BRIEF 1: Decide whether each statement agrees with the forum thread on graphics memory: (a) Windows limits graphics cards to at most half of system RAM; (b) the tested mini-PCs had 8GB of RAM; (c) the last post says something is wrong with the original poster's GPU. For each, answer yes or no and quote the deciding words from the thread.
BRIEF 2: Resume the forum thread on graphics memory, starting right after its final post.

SELECTED EXCERPT:
Content starts

Nope. Yes it could: 8GB on the card plus half the 32GB system RAM equals 24GB on the nose. Windows has always limited cards to taking a maximum of 50% of system RAM; it was why I couldn't run the 4K benchmarks on some of those mini-PCs I tested, 'cos they only had 4GB of RAM of which they could use 2GB as VRAM. Source: the horse's mouth.
Damn, forgot about that. So 100% certain then that the software is falsely adding up graphiccard and system RAM.
's not even false, it's literally how Microsoft tells app developers to calculate and report it. Microsoft's examples aren't exactly bang-up-to-date, but you can see Windows itself reporting "Total Available Graphics Memory" as half-system-RAM plus onboard-VRAM and "Dedicated Video Memory" as onboard-VRAM here: @Jeff Hine: Everything's fine. Your system is doing exactly what Microsoft says it should be doing. Fret not!
Op wasn't talking about two amounts being reported though, so yes the software was falsely adding them together rather than breaking it down into dedicated memory and what it has access to in total. But yeah, everything is fine with op's GPU.

Content ends

(Records taken from a dataset)

Content starts

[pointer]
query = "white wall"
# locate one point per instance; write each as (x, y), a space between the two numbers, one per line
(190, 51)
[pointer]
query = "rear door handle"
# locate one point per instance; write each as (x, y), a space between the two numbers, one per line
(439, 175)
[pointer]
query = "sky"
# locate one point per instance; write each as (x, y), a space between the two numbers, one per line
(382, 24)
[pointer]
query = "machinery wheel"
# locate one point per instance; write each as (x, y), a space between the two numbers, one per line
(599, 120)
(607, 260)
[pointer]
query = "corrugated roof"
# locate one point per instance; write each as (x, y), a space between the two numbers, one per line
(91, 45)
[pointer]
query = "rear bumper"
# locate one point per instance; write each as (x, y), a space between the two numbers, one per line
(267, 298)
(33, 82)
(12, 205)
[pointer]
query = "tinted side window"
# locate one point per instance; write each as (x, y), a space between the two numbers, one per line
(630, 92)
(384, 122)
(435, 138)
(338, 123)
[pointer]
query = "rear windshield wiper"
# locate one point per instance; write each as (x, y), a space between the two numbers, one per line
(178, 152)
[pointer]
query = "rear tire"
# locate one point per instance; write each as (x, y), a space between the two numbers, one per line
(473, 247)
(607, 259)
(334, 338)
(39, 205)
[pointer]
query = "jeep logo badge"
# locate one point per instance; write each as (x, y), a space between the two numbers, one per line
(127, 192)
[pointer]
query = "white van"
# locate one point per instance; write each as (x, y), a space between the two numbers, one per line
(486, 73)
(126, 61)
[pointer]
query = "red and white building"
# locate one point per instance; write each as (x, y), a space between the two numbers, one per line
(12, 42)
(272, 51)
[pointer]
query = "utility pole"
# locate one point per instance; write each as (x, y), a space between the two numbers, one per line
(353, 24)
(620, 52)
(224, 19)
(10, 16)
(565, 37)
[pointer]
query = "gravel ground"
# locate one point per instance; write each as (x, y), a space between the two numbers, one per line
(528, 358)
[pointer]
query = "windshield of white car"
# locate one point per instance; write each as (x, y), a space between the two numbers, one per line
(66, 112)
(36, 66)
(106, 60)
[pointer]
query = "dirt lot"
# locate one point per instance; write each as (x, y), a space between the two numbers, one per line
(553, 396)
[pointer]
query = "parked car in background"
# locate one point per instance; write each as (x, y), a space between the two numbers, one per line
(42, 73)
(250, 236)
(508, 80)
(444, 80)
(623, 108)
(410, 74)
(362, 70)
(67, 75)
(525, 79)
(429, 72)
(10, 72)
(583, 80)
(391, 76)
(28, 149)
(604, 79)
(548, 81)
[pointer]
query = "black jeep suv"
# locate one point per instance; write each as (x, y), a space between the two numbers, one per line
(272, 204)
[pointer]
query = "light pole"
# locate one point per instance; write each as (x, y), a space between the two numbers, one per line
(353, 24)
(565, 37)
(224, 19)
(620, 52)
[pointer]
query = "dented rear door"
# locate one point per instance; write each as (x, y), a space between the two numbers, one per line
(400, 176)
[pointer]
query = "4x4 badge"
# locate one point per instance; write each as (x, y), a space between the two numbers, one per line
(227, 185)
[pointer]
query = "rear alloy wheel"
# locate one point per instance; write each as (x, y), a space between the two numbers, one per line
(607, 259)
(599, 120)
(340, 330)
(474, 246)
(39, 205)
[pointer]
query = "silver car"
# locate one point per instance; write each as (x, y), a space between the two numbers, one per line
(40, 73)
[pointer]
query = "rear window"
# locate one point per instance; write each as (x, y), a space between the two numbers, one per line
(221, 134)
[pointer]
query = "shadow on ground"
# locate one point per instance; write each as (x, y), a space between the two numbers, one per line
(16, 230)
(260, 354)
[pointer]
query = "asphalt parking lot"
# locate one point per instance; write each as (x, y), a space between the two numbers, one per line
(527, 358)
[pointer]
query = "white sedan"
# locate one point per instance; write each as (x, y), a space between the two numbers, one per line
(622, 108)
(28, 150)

Content ends
Content starts

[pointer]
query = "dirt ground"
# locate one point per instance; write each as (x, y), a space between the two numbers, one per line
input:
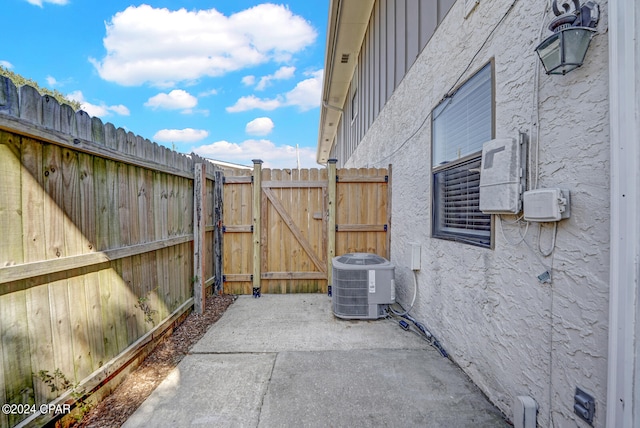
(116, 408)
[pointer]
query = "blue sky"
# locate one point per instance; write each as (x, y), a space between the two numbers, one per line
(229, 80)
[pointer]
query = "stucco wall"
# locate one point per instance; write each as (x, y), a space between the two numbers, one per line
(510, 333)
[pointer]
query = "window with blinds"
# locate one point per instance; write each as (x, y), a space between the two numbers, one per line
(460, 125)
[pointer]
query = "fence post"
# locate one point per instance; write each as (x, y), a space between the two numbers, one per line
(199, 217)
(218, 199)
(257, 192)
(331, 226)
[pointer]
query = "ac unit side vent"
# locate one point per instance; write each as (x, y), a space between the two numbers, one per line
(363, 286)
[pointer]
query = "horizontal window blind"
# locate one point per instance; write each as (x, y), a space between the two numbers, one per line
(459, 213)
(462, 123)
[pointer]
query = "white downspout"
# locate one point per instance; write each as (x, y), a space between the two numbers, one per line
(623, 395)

Content ends
Content starts

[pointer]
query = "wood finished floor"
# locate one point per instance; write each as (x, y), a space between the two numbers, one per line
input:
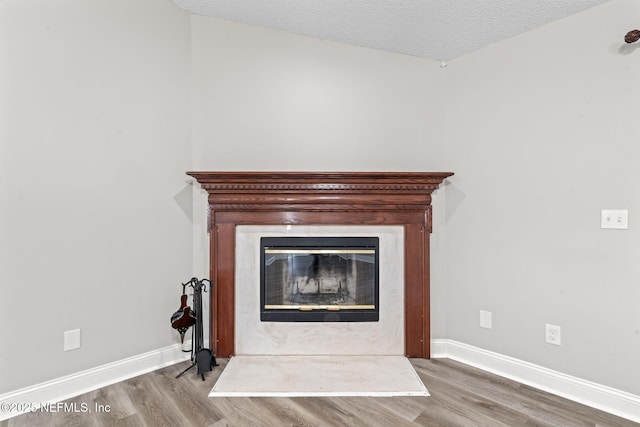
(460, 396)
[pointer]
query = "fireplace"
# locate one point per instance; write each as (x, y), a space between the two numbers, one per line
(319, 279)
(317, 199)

Content ends

EXERCISE ANSWER 1:
(a) Yes: "Windows has always limited cards to taking a maximum of 50% of system RAM"
(b) No: "they only had 4GB of RAM"
(c) No: "everything is fine with op's GPU"

EXERCISE ANSWER 2:
But, again, that's what Microsoft tells developers to do. "Total video memory" or "maximum video memory" should always be onboard plus (up to) half system. Even dxdiag, Microsoft's own diagnostic tool, reports it that way, then breaks it down into display memory and shared memory - and using the terminology "Approx. Total Memory." To quote Microsoft's developer documentation again:
It's saying it has 24GB *available to it*. Of which 8 is the card's dedicated VRAM and 16GB is shared [RAM]. So CYRi is likely reading 'the card has 24GB available to it' as 'the card alone has 24GB'
It works the exact same way regardless if you have DDR3 or DDR4.. the parts may have different performance, but the function is the exact same.